◆ Instructions to follow:
Omit the images and retype the records verbatim.

◆ Data records:
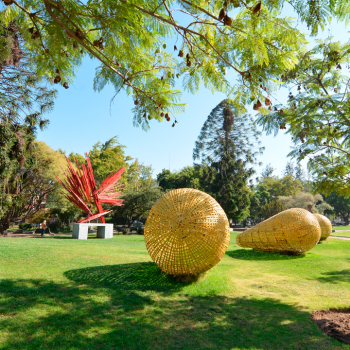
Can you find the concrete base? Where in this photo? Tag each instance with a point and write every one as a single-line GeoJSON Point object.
{"type": "Point", "coordinates": [80, 231]}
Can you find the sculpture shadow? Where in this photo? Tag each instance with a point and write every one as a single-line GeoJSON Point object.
{"type": "Point", "coordinates": [250, 254]}
{"type": "Point", "coordinates": [142, 276]}
{"type": "Point", "coordinates": [335, 276]}
{"type": "Point", "coordinates": [65, 315]}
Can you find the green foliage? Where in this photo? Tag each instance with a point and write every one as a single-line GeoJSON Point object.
{"type": "Point", "coordinates": [303, 200]}
{"type": "Point", "coordinates": [317, 116]}
{"type": "Point", "coordinates": [272, 208]}
{"type": "Point", "coordinates": [107, 157]}
{"type": "Point", "coordinates": [23, 100]}
{"type": "Point", "coordinates": [341, 206]}
{"type": "Point", "coordinates": [270, 188]}
{"type": "Point", "coordinates": [129, 40]}
{"type": "Point", "coordinates": [137, 204]}
{"type": "Point", "coordinates": [198, 177]}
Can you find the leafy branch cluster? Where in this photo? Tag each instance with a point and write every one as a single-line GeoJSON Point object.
{"type": "Point", "coordinates": [318, 114]}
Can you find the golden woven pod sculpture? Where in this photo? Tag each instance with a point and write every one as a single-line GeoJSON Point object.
{"type": "Point", "coordinates": [187, 232]}
{"type": "Point", "coordinates": [294, 230]}
{"type": "Point", "coordinates": [326, 226]}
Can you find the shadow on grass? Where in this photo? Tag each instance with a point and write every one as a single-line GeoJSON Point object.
{"type": "Point", "coordinates": [335, 276]}
{"type": "Point", "coordinates": [143, 276]}
{"type": "Point", "coordinates": [41, 314]}
{"type": "Point", "coordinates": [250, 254]}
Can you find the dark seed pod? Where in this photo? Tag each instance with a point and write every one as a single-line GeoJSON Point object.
{"type": "Point", "coordinates": [227, 21]}
{"type": "Point", "coordinates": [79, 34]}
{"type": "Point", "coordinates": [21, 160]}
{"type": "Point", "coordinates": [222, 14]}
{"type": "Point", "coordinates": [256, 8]}
{"type": "Point", "coordinates": [268, 101]}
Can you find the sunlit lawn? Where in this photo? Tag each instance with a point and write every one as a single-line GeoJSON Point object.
{"type": "Point", "coordinates": [59, 293]}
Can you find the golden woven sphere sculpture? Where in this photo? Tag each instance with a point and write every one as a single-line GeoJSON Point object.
{"type": "Point", "coordinates": [293, 231]}
{"type": "Point", "coordinates": [326, 226]}
{"type": "Point", "coordinates": [187, 232]}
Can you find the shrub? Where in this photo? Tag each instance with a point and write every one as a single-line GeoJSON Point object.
{"type": "Point", "coordinates": [25, 226]}
{"type": "Point", "coordinates": [55, 226]}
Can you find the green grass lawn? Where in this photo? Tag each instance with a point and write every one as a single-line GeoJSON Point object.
{"type": "Point", "coordinates": [59, 293]}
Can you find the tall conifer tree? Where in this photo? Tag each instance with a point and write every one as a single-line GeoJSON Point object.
{"type": "Point", "coordinates": [228, 143]}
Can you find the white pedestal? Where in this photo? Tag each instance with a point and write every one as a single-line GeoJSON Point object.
{"type": "Point", "coordinates": [80, 231]}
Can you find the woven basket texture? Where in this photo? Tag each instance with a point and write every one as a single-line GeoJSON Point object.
{"type": "Point", "coordinates": [326, 226]}
{"type": "Point", "coordinates": [294, 230]}
{"type": "Point", "coordinates": [186, 232]}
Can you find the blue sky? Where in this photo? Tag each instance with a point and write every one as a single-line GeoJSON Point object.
{"type": "Point", "coordinates": [82, 117]}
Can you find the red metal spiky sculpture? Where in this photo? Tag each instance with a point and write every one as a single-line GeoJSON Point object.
{"type": "Point", "coordinates": [82, 191]}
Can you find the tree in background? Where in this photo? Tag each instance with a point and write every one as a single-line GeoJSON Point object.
{"type": "Point", "coordinates": [107, 157]}
{"type": "Point", "coordinates": [272, 208]}
{"type": "Point", "coordinates": [24, 98]}
{"type": "Point", "coordinates": [198, 176]}
{"type": "Point", "coordinates": [269, 188]}
{"type": "Point", "coordinates": [267, 172]}
{"type": "Point", "coordinates": [128, 39]}
{"type": "Point", "coordinates": [341, 206]}
{"type": "Point", "coordinates": [228, 143]}
{"type": "Point", "coordinates": [303, 200]}
{"type": "Point", "coordinates": [317, 115]}
{"type": "Point", "coordinates": [38, 183]}
{"type": "Point", "coordinates": [140, 194]}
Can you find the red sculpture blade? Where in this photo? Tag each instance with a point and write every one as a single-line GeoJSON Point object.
{"type": "Point", "coordinates": [81, 188]}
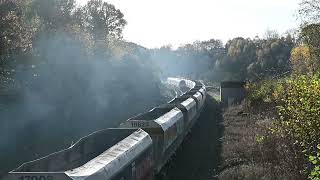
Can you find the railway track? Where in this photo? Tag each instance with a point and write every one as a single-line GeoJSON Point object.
{"type": "Point", "coordinates": [137, 150]}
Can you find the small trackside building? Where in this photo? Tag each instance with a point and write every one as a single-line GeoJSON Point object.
{"type": "Point", "coordinates": [232, 92]}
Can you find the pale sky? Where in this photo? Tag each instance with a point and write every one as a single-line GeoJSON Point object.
{"type": "Point", "coordinates": [153, 23]}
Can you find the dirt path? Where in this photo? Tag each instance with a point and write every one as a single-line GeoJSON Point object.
{"type": "Point", "coordinates": [199, 154]}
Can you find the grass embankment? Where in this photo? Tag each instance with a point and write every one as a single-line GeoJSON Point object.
{"type": "Point", "coordinates": [275, 134]}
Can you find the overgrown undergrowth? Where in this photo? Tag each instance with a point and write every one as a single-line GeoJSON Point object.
{"type": "Point", "coordinates": [275, 133]}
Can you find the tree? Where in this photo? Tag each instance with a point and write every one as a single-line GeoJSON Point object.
{"type": "Point", "coordinates": [310, 11]}
{"type": "Point", "coordinates": [54, 14]}
{"type": "Point", "coordinates": [15, 37]}
{"type": "Point", "coordinates": [311, 35]}
{"type": "Point", "coordinates": [303, 61]}
{"type": "Point", "coordinates": [102, 20]}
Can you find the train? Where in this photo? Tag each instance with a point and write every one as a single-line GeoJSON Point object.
{"type": "Point", "coordinates": [137, 150]}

◆ Response to this task:
Can you find the concrete base? Where in this photo? Tag each instance with a point and write every one as a single-line GeoJSON Point object.
{"type": "Point", "coordinates": [80, 231]}
Can you find the sculpture shadow? Where in this photo? Tag each instance with a point and write every one as a single-line GeoJSON Point object.
{"type": "Point", "coordinates": [250, 254]}
{"type": "Point", "coordinates": [142, 276]}
{"type": "Point", "coordinates": [335, 276]}
{"type": "Point", "coordinates": [65, 315]}
Can you find the green foliage? Where in this photo? Tag each instance with a point and write every one as a single-line GeoJSON Point object.
{"type": "Point", "coordinates": [303, 200]}
{"type": "Point", "coordinates": [317, 116]}
{"type": "Point", "coordinates": [272, 208]}
{"type": "Point", "coordinates": [107, 157]}
{"type": "Point", "coordinates": [23, 100]}
{"type": "Point", "coordinates": [341, 206]}
{"type": "Point", "coordinates": [270, 188]}
{"type": "Point", "coordinates": [129, 40]}
{"type": "Point", "coordinates": [137, 204]}
{"type": "Point", "coordinates": [198, 177]}
Can you find the leafy branch cluster? Where in this photo? Tag each instance with a point and write every one as a single-line GeoJSON Point object.
{"type": "Point", "coordinates": [318, 114]}
Can you find the golden woven pod sculpture? Where in this photo? Tag each instance with a point and write every one as a single-line GeoJSON Point object.
{"type": "Point", "coordinates": [187, 232]}
{"type": "Point", "coordinates": [294, 230]}
{"type": "Point", "coordinates": [326, 226]}
Can you find the shadow on grass? Where in this photo? Tag each instance with a point and write every one as a single-line GeoJSON Point object.
{"type": "Point", "coordinates": [335, 276]}
{"type": "Point", "coordinates": [143, 276]}
{"type": "Point", "coordinates": [41, 314]}
{"type": "Point", "coordinates": [250, 254]}
Can you find the dark seed pod? Where in this photo? Tag each instance with a point and write every one as a single-line GeoJSON Point object.
{"type": "Point", "coordinates": [227, 21]}
{"type": "Point", "coordinates": [79, 34]}
{"type": "Point", "coordinates": [21, 160]}
{"type": "Point", "coordinates": [222, 14]}
{"type": "Point", "coordinates": [256, 8]}
{"type": "Point", "coordinates": [268, 101]}
Can you find the sunlit lawn? Where in this photo? Tag each instance with a point and write every one as a single-line GeoJSON Point object.
{"type": "Point", "coordinates": [59, 293]}
Can you find the golden woven sphere sculpture? Where in this photo? Tag each instance with a point and write every one as a single-line GeoJSON Point object.
{"type": "Point", "coordinates": [293, 231]}
{"type": "Point", "coordinates": [326, 226]}
{"type": "Point", "coordinates": [187, 232]}
Can you find the shrub? Where in this photo? Tag each instance with a point and write every one as a single-line GeoJSON Point object.
{"type": "Point", "coordinates": [25, 226]}
{"type": "Point", "coordinates": [55, 226]}
Can you find the green grass lawn? Where in this photo? Tag each instance with a point and write every one as a single-line GeoJSON Point object.
{"type": "Point", "coordinates": [59, 293]}
Can you find the tall conifer tree? Where in this photo? Tag each instance with a point and write every one as a single-line GeoJSON Point object.
{"type": "Point", "coordinates": [228, 143]}
Can you find the white pedestal? Where in this photo? Tag each instance with a point and write every one as a single-line GeoJSON Point object.
{"type": "Point", "coordinates": [80, 231]}
Can you find the woven basket texture? Where in this photo? Tag each instance with a point and write every one as a single-line GeoJSON Point object.
{"type": "Point", "coordinates": [326, 226]}
{"type": "Point", "coordinates": [294, 230]}
{"type": "Point", "coordinates": [186, 232]}
Can you find the blue sky? Where in this photo? Tag each instance with a point and write every one as a single-line GeoJSON Point object.
{"type": "Point", "coordinates": [82, 117]}
Can you find the red metal spiky sculpture? Where in this photo? Tag each instance with a point and write every one as a single-line GeoJSON Point object.
{"type": "Point", "coordinates": [82, 191]}
Can you find the tree in background? Where in this photo? Tag each instance with a point and write every one as a single-line GeoJSON Point object.
{"type": "Point", "coordinates": [107, 157]}
{"type": "Point", "coordinates": [272, 208]}
{"type": "Point", "coordinates": [24, 98]}
{"type": "Point", "coordinates": [198, 176]}
{"type": "Point", "coordinates": [269, 188]}
{"type": "Point", "coordinates": [267, 172]}
{"type": "Point", "coordinates": [128, 39]}
{"type": "Point", "coordinates": [341, 206]}
{"type": "Point", "coordinates": [228, 143]}
{"type": "Point", "coordinates": [303, 200]}
{"type": "Point", "coordinates": [317, 115]}
{"type": "Point", "coordinates": [38, 183]}
{"type": "Point", "coordinates": [140, 194]}
Can you find the red sculpture blade? Where in this photo? Tag each instance with a point and write every one as a single-line GeoJSON Point object.
{"type": "Point", "coordinates": [81, 188]}
Can you find the railway track? Where in this photo? Tag each instance with a point and write every one as a single-line GeoJSON Point object.
{"type": "Point", "coordinates": [137, 150]}
Can you find the small trackside building? Where in this photo? Tag each instance with a point and write every one as a single-line GeoJSON Point object.
{"type": "Point", "coordinates": [232, 92]}
Can you find the pale sky? Where in this photo? Tag each instance with a point and write every one as a single-line GeoJSON Point object.
{"type": "Point", "coordinates": [153, 23]}
Can you find the dirt path? Where in this photo? Tag each instance with a point and write every one as a single-line GeoJSON Point object.
{"type": "Point", "coordinates": [199, 154]}
Can you find the grass embankment? Where in this photo? Tag each instance with a point and write every one as a single-line GeoJSON Point object.
{"type": "Point", "coordinates": [275, 134]}
Can you find the overgrown undergrowth? Where in this photo? Tag each instance with a point and write every one as a single-line GeoJSON Point object.
{"type": "Point", "coordinates": [275, 133]}
Can you find the tree? Where in this photo? Tag each instance with a point and write every one as a single-line GeoJSON Point object.
{"type": "Point", "coordinates": [310, 11]}
{"type": "Point", "coordinates": [54, 14]}
{"type": "Point", "coordinates": [15, 37]}
{"type": "Point", "coordinates": [311, 35]}
{"type": "Point", "coordinates": [303, 61]}
{"type": "Point", "coordinates": [102, 20]}
Can you find the train? Where in this photo? Tag each instance with a point and write every one as a single-line GeoJSON Point object.
{"type": "Point", "coordinates": [137, 150]}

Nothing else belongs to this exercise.